[Annotated photo localization data]
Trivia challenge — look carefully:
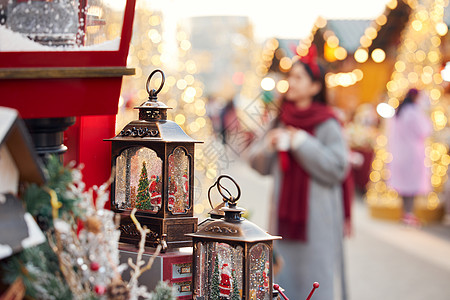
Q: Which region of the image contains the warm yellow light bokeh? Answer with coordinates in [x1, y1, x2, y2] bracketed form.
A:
[334, 47, 347, 60]
[279, 57, 293, 71]
[261, 77, 276, 91]
[412, 20, 423, 31]
[386, 0, 398, 10]
[175, 114, 186, 125]
[360, 35, 372, 48]
[395, 61, 406, 72]
[365, 27, 378, 39]
[376, 14, 388, 26]
[354, 48, 369, 63]
[315, 16, 327, 28]
[326, 35, 340, 48]
[435, 22, 448, 36]
[276, 80, 289, 93]
[371, 48, 386, 63]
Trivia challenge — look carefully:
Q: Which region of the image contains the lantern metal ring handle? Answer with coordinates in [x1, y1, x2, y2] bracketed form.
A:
[207, 180, 232, 209]
[207, 175, 241, 208]
[146, 69, 165, 98]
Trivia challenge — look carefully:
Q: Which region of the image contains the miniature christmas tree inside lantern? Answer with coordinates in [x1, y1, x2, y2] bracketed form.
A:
[187, 175, 281, 299]
[106, 69, 200, 251]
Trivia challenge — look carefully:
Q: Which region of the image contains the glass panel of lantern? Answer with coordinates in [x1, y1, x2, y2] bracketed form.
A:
[187, 175, 281, 299]
[194, 241, 244, 299]
[114, 147, 163, 212]
[106, 69, 200, 250]
[249, 243, 271, 299]
[168, 147, 190, 214]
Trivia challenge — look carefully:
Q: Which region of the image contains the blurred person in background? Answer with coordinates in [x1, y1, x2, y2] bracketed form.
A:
[387, 88, 432, 227]
[247, 46, 351, 300]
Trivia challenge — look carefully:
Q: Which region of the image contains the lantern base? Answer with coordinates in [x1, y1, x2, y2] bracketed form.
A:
[118, 214, 198, 251]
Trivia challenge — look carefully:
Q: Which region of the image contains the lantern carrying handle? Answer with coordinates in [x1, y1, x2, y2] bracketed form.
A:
[207, 180, 232, 209]
[146, 69, 165, 98]
[217, 175, 241, 204]
[207, 175, 241, 208]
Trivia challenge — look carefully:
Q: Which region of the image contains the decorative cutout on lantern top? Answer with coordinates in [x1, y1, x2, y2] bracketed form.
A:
[168, 147, 190, 214]
[249, 243, 270, 300]
[194, 241, 243, 299]
[114, 147, 162, 213]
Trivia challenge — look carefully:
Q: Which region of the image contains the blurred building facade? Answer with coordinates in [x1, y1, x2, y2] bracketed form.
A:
[183, 16, 257, 100]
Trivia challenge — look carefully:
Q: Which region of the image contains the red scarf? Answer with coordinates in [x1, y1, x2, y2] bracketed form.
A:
[277, 101, 351, 241]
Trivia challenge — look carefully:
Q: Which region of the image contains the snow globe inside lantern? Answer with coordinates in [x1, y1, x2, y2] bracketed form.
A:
[187, 175, 281, 300]
[105, 69, 200, 251]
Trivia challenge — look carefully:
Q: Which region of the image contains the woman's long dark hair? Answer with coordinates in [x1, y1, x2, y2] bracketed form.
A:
[303, 61, 327, 104]
[281, 60, 327, 105]
[396, 88, 418, 117]
[274, 60, 327, 126]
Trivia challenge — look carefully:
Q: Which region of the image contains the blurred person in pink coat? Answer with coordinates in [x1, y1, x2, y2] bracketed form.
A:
[388, 88, 432, 226]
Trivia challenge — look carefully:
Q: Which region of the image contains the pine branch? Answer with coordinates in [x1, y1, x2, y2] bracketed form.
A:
[151, 281, 176, 300]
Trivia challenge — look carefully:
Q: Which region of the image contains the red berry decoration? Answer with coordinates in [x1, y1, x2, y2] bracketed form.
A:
[306, 282, 320, 300]
[90, 262, 100, 271]
[95, 285, 106, 295]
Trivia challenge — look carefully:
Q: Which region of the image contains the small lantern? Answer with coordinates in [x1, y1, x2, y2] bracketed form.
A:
[187, 175, 281, 300]
[106, 69, 200, 250]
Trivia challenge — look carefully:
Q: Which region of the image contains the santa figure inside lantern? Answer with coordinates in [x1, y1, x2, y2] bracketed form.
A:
[219, 263, 232, 298]
[148, 174, 162, 212]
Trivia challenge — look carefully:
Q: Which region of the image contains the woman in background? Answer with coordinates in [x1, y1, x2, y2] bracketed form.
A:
[247, 47, 350, 300]
[388, 88, 432, 226]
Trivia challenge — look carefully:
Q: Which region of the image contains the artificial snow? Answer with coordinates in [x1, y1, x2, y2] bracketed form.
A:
[0, 25, 120, 52]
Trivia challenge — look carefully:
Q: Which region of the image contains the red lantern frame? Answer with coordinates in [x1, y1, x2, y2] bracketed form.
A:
[0, 0, 137, 191]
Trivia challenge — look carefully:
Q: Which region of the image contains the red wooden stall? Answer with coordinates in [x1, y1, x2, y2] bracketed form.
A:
[0, 0, 136, 196]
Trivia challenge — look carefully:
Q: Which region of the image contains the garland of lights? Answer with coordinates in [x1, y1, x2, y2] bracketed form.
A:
[117, 3, 216, 217]
[366, 0, 449, 216]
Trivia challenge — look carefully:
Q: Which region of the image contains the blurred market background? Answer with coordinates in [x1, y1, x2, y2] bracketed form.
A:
[102, 0, 450, 298]
[109, 0, 450, 224]
[0, 0, 450, 300]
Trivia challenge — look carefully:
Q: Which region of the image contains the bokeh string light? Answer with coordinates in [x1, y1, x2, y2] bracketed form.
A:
[117, 2, 211, 137]
[366, 0, 449, 218]
[117, 3, 266, 218]
[115, 2, 219, 218]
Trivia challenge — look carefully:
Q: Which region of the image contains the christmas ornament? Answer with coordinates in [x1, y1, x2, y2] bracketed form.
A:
[94, 285, 106, 295]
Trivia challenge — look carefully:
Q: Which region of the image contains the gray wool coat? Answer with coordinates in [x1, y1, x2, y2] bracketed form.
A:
[247, 118, 348, 300]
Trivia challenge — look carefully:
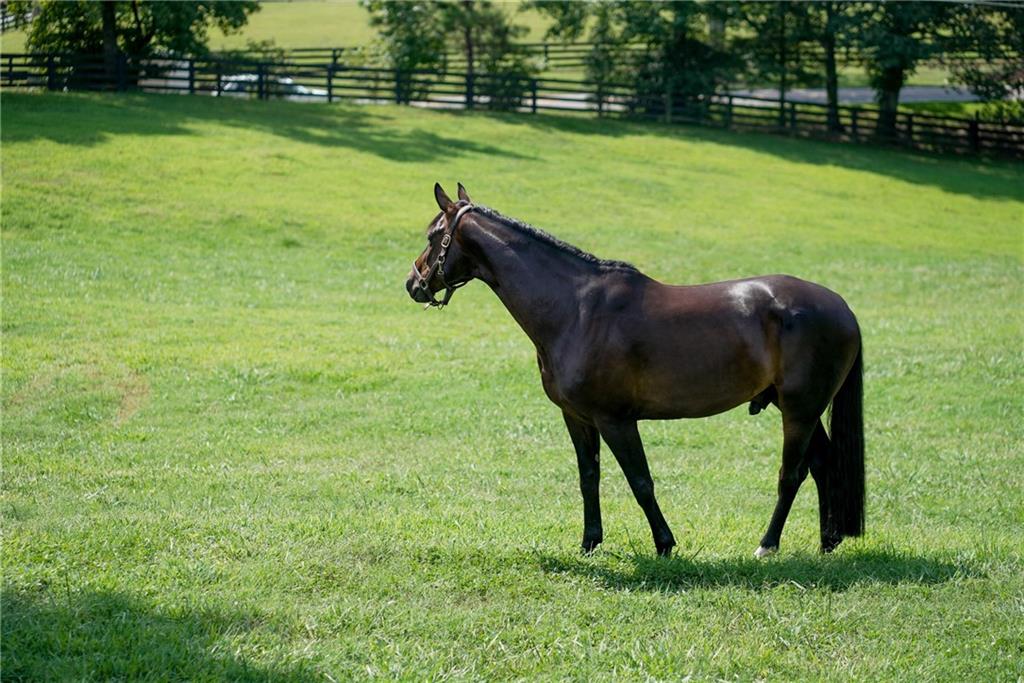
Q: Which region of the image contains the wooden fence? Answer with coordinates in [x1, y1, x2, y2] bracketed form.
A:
[5, 52, 1022, 158]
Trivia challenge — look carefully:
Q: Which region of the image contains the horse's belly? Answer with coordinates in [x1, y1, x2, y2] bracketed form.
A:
[632, 328, 774, 419]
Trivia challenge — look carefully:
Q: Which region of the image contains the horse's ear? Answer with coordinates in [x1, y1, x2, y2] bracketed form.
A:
[434, 183, 454, 212]
[457, 183, 472, 203]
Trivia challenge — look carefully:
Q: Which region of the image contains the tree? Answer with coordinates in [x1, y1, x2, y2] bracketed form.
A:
[819, 2, 849, 132]
[534, 1, 739, 120]
[757, 1, 856, 134]
[737, 3, 821, 124]
[10, 1, 257, 57]
[946, 2, 1024, 120]
[7, 0, 257, 86]
[847, 2, 956, 137]
[362, 0, 536, 110]
[361, 1, 446, 104]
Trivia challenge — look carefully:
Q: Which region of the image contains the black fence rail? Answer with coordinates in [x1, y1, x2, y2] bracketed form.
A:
[5, 53, 1022, 158]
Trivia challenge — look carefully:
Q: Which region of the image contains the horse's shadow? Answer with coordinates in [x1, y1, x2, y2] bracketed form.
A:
[536, 547, 977, 593]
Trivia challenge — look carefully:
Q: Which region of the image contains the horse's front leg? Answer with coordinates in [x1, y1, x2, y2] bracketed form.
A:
[563, 412, 602, 553]
[596, 418, 676, 556]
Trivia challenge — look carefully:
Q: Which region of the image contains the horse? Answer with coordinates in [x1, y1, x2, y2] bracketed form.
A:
[406, 183, 864, 558]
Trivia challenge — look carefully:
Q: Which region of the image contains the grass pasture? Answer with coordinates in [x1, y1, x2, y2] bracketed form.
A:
[2, 92, 1023, 680]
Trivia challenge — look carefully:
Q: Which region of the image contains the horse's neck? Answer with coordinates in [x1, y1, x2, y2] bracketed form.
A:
[465, 216, 591, 349]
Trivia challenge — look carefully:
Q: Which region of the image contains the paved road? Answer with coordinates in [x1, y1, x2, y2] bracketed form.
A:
[730, 85, 979, 105]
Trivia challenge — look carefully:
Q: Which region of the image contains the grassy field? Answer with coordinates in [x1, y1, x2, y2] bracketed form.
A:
[2, 92, 1023, 680]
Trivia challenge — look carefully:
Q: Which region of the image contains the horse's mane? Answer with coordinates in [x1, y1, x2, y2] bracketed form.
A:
[475, 205, 638, 272]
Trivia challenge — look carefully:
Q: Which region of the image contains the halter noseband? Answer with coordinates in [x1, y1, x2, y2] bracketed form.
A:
[411, 202, 475, 309]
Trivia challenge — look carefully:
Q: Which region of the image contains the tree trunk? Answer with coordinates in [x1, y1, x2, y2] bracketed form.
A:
[777, 3, 787, 127]
[102, 1, 118, 88]
[462, 0, 475, 110]
[823, 2, 842, 133]
[876, 65, 904, 139]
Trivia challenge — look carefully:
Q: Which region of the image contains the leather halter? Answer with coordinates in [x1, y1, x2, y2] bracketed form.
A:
[411, 203, 475, 308]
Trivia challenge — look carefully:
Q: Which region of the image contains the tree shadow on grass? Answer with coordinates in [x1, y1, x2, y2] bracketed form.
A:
[1, 92, 532, 163]
[468, 109, 1024, 203]
[1, 588, 318, 681]
[536, 548, 978, 594]
[5, 92, 1019, 198]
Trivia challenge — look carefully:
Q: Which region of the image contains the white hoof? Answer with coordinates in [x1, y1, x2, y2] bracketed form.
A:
[754, 545, 777, 559]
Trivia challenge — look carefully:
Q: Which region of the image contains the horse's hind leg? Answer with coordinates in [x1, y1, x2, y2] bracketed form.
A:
[806, 422, 843, 553]
[596, 419, 676, 556]
[755, 414, 817, 558]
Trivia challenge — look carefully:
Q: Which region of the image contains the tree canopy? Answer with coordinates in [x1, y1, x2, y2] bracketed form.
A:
[361, 0, 536, 109]
[8, 0, 258, 59]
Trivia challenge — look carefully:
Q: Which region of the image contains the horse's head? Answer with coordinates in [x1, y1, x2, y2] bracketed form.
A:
[406, 182, 476, 308]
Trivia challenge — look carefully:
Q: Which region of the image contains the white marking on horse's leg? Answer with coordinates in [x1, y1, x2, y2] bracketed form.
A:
[754, 545, 778, 559]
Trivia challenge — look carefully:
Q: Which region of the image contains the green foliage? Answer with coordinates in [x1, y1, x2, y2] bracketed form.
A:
[946, 3, 1024, 103]
[441, 1, 536, 110]
[361, 0, 445, 103]
[844, 2, 959, 133]
[361, 0, 538, 109]
[534, 1, 739, 116]
[853, 3, 953, 90]
[3, 92, 1023, 680]
[6, 0, 258, 58]
[735, 2, 826, 91]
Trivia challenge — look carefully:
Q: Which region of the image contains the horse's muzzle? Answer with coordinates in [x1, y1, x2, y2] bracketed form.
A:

• **The task**:
Among the lines above, which contain the word "shadow"? Copy every one.

• **Task result**:
Q: Which region of the image contains the horse's shadow? Answer with coordinates in [x1, y1, x2, y2] bracketed form.
Q: Which region of the image contains the tree shadow on grass? Answer with coordinates in [x1, y1, x2, y2] bracketed form.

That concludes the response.